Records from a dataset

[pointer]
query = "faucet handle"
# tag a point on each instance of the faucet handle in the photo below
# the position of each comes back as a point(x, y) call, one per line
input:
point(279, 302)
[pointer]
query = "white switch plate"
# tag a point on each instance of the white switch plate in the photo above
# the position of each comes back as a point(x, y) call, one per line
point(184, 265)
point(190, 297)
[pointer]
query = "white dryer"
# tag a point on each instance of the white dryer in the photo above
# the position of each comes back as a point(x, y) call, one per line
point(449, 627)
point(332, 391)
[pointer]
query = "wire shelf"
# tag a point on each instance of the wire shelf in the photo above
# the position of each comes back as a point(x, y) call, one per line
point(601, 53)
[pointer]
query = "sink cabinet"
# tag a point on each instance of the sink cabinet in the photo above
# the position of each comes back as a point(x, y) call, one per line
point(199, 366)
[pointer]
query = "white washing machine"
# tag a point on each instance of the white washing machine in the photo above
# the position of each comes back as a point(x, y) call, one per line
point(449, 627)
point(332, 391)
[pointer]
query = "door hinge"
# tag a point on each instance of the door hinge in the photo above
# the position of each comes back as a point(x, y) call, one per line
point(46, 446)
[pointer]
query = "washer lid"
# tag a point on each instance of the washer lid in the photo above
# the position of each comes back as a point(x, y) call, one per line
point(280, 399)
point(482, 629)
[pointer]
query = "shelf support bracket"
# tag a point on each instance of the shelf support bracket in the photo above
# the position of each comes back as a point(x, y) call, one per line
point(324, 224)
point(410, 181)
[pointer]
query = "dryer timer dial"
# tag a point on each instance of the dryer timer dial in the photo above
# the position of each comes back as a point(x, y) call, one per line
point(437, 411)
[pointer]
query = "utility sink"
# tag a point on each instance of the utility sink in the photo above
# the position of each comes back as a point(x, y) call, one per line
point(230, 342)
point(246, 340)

- About this task -
Collect every line above that contains the word "plate".

- Your solution -
query = "white switch plate"
# tag a point on each instance of the white switch plate in the photo above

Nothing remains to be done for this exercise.